● **Fragmento mostrado**
□ □ □ □

Las palabras y los mundos
Cada vez que a la realidad se la trata de
encorsetar en una dicotomía, no solo termina empobrecida sino que suele generar
efectos imprevisibles y hasta indeseados. Ya sabemos que el lenguaje es un
campo de batalla: quien tiene el poder de nombrar está delimitando el mundo que
habitaremos. Romper ese lenguaje “oficial”, hacerle engañifas como espacios de
libertad, suele ser tarea de filósofos y poetas. Lo vemos a diario en la
práctica política. Ayer no fue la excepción. El oficialismo (y sus voceros)
salió rápidamente a nombrar la situación: hay gorilas desestabilizando al país.
No existe, para ese mundo estrecho e inventado, ninguna otra alternativa ni por
supuesto, la duda. Que suele ser señal de inteligencia. Todo lenguaje es
metafórico y lo simbólico adquiere aquí un papel esencial y sesgado: el
“gorila” (“los que no nos quieren”) en desmedro de “vicentín” (o la defensa de
las formas institucionales, el rechazo al autoritarismo y a las extorsiones
judiciales y no la adhesión a una empresa ni a sus empresarios). Y aún más: el
“campo” como enemigo eterno y poderoso que ya nos ganó la “guerra” una vez. No:
“gorilas” es más eficiente. Y sobre todo, clausura el diálogo y la escucha al
reducir las infinitas posibilidades de ese lenguaje en disputa. Una cosa es pelearse
con la oposición; otra, con miles de manifestantes a los que encima se tiene
que gobernar. Equivale, siguiendo con las metáforas, a empezar a cavar la fosa
antes de tiempo. CFK, artífice de que Alberto F estuviera en el cargo, lo sabe
en carne propia: agrietadora serial, hoy es una paria política, con poder pero
paria al fin. Espanta no solo votos sino cualquier rol activo y a la luz del
día dentro del gobierno. Está en las sombras no precisamente porque sea cultora
del bajo perfil. Pero Alberto F. todavía tiene que gobernar un buen rato. Tiene
que anunciar, por ejemplo, una extensión y restricción de la cuarentena eterna
que no solo resultan de dudoso cumplimiento por razones de supervivencia: con
el nuevo panorama, es muy factible la aparición de focos de tensión que él
mismo se encargó de avivar al maltratar a sus gobernados. Si no son gorilas,
son culpables por el aumento de contagiados y muertos al haber salido a correr
y a mirar vidrieras. Ni la duda ni la autocrítica asoman en el horizonte. Imposible
en este contexto saber qué dirá (y hará) de la situación económica pos
pandemia: ojalá no culpe a los pobres y empobrecidos de existir solo para
desestabilizar su gobierno. No se sale indemne después de estos gestos, ni
aunque se utilice el tono paternal mientras se pide (exige) un sacrificio más,
porque él “está enamorado de la vida” y otras sensiblerías semejantes. Acumular
poder en base a enfrentar unos contra otros, no manejar el lenguaje que
construye pero también destruye tiene estas desventajas: el odio agota,
dilapida energías de la sociedad que, harta y extenuada, termina por llevar a
la hoguera a aquellos que lo avivaron.

□ □ □ □

● **Datos para examinar**

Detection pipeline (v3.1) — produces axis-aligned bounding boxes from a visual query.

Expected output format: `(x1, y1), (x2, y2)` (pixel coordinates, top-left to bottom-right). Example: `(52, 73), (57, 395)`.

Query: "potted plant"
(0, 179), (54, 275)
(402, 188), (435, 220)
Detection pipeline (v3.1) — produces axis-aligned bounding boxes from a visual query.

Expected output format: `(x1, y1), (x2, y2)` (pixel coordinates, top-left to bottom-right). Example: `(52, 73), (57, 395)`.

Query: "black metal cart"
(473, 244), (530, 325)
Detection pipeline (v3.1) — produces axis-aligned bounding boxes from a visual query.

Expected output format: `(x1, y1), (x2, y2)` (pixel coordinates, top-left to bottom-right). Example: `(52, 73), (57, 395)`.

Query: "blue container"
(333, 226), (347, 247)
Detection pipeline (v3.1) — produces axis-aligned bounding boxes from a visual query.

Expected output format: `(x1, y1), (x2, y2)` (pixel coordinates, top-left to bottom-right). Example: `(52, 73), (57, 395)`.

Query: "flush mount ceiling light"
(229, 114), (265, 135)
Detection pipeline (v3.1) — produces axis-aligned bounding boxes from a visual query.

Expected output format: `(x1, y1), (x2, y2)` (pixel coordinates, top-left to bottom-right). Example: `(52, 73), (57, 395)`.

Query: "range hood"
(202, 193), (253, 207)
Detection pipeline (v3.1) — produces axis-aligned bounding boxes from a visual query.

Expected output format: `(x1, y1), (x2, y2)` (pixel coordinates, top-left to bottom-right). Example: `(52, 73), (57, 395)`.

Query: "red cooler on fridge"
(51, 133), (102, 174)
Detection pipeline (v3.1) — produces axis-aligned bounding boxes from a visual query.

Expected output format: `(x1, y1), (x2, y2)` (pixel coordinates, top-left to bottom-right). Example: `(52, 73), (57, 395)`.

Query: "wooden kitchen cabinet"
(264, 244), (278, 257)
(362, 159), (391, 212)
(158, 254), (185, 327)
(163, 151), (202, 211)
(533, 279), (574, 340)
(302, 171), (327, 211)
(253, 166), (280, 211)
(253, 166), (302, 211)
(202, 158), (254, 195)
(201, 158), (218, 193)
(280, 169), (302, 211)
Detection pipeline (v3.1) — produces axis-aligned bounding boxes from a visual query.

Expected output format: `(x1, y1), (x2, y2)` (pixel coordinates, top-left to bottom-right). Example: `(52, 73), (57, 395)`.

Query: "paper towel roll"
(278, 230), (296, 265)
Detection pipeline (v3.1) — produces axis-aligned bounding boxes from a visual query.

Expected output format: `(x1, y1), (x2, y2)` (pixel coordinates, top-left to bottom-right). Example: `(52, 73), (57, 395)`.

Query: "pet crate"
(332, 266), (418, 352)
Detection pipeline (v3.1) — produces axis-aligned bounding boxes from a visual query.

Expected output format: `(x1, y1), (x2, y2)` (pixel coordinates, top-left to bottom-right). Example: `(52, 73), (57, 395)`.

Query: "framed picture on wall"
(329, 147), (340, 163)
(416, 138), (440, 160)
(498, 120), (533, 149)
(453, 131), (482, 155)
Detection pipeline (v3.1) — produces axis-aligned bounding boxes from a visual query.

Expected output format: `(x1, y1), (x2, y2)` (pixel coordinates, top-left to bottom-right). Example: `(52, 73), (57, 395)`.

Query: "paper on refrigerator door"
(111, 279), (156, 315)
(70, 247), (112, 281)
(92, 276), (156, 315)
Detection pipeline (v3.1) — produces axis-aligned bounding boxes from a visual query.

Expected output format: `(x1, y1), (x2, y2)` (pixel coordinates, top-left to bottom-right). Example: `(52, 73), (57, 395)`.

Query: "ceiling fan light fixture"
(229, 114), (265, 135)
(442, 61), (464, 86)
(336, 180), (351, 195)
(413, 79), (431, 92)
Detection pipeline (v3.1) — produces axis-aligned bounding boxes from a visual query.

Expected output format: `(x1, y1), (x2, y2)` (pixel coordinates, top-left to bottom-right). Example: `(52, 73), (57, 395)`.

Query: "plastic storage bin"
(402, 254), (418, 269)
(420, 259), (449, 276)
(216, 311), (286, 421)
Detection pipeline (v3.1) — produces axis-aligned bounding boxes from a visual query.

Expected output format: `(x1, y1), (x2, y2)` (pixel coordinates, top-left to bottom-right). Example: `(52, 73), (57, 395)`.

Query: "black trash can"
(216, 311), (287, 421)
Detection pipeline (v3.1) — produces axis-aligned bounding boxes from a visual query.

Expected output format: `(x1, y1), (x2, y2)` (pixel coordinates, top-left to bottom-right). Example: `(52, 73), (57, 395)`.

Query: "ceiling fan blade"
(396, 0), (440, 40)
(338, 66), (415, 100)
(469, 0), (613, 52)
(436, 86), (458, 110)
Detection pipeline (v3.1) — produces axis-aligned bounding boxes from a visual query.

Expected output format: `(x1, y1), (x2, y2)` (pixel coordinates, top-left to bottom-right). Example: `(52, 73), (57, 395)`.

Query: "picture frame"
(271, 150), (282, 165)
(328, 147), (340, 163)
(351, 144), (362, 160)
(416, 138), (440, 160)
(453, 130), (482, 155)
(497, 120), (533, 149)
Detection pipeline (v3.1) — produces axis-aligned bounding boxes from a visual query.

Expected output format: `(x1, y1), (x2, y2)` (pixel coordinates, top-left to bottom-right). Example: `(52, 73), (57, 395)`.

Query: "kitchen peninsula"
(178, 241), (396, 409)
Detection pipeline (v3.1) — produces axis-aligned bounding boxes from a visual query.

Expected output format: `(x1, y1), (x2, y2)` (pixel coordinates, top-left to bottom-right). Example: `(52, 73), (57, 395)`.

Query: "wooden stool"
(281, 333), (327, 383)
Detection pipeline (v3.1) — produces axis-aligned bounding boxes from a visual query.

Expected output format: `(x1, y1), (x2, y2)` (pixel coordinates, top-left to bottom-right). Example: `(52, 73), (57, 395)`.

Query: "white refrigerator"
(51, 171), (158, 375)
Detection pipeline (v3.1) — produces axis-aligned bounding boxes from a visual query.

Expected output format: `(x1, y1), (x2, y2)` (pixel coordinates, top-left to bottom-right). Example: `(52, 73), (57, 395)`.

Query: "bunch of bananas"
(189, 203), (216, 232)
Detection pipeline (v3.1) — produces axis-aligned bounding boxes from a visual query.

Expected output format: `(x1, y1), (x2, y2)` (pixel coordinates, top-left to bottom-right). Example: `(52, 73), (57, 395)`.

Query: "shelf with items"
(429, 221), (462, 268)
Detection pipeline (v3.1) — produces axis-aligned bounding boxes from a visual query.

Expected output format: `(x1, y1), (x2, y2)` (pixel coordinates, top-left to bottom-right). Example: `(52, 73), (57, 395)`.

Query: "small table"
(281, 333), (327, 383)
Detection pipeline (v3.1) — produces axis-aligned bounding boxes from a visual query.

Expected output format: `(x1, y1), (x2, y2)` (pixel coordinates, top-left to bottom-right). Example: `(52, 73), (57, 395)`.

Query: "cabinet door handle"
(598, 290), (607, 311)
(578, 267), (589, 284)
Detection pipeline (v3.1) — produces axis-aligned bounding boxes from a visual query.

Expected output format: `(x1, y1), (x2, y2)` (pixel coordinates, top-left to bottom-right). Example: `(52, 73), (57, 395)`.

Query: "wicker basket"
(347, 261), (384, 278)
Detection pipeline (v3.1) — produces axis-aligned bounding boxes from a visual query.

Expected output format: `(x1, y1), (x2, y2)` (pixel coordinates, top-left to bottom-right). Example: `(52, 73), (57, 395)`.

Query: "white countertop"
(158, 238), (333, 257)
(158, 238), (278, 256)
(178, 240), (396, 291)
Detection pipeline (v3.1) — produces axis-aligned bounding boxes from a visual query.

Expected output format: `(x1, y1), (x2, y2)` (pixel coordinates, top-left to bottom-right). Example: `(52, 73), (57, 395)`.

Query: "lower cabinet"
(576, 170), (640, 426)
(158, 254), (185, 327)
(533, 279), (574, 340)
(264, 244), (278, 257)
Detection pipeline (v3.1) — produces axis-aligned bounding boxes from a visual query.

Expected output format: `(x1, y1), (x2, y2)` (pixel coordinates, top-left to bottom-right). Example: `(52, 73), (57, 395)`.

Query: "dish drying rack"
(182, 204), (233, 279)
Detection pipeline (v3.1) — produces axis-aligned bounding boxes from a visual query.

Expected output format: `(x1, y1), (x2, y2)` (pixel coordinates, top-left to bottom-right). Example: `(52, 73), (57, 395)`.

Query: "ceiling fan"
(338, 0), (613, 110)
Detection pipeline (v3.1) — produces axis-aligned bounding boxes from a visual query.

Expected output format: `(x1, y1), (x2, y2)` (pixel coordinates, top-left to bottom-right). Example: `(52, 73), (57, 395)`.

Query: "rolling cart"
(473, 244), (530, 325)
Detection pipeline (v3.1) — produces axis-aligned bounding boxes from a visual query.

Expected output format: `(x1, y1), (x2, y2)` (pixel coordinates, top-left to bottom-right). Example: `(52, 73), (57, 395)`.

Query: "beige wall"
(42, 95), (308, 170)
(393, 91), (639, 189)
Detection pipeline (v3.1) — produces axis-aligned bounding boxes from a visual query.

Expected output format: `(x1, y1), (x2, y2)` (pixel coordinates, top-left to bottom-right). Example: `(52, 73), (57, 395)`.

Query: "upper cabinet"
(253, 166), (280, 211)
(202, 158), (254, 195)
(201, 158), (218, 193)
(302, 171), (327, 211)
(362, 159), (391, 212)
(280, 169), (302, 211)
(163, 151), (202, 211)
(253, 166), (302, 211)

□ □ □ □

● **Actividades propuestas**
**a.** Transcribe del fragmento mostrado el pasaje que va desde «Las palabras y» hasta «(y sus voceros)», ambos incluidos.
**b.** Según el fragmento mostrado, ¿de quiénes suele ser tarea romper el lenguaje «oficial»?
**c.** Traduce al inglés esta oración del fragmento mostrado: «Ya sabemos que el lenguaje es un campo de batalla: quien tiene el poder de nombrar está delimitando el mundo que habitaremos.»

● **Soluciones**
**a.**
Las palabras y los mundos
Cada vez que a la realidad se la trata de
encorsetar en una dicotomía, no solo termina empobrecida sino que suele generar
efectos imprevisibles y hasta indeseados. Ya sabemos que el lenguaje es un
campo de batalla: quien tiene el poder de nombrar está delimitando el mundo que
habitaremos. Romper ese lenguaje “oficial”, hacerle engañifas como espacios de
libertad, suele ser tarea de filósofos y poetas. Lo vemos a diario en la
práctica política. Ayer no fue la excepción. El oficialismo (y sus voceros)

**b.** De filósofos y poetas.

**c.** We already know that language is a battlefield: whoever has the power to name is delimiting the world we will inhabit.